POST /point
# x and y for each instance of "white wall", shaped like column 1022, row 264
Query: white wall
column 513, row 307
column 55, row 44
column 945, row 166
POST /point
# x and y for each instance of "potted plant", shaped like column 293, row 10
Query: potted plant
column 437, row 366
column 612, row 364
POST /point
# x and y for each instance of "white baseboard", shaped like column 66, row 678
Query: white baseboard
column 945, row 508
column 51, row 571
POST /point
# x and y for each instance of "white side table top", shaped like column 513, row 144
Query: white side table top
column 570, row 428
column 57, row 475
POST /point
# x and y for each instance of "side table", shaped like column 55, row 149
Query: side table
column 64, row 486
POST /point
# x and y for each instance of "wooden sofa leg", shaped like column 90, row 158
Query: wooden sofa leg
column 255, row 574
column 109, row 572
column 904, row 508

------------------------------------------------

Task item » Using the material above, extract the line that contains "55, row 149" and every line after it, exactly as given; stop at the last line.

Final answer »
# x and y for each instance of "side table", shaped like column 55, row 149
Query: side table
column 64, row 486
POST /point
# x and y for each instance of "wooden sofa leg", shaped like column 90, row 158
Query: wooden sofa leg
column 255, row 574
column 109, row 572
column 904, row 508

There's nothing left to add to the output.